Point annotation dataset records
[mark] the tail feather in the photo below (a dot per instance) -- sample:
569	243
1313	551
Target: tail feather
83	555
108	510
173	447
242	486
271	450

- **TASK GOAL**
Reproduce all of the rows above without a single change.

- **WRITTEN ANSWER**
[mark] the tail feather in the photo below (a dot per instance) -- sample:
569	243
1313	551
Target: tail feather
83	555
108	510
173	447
242	486
271	450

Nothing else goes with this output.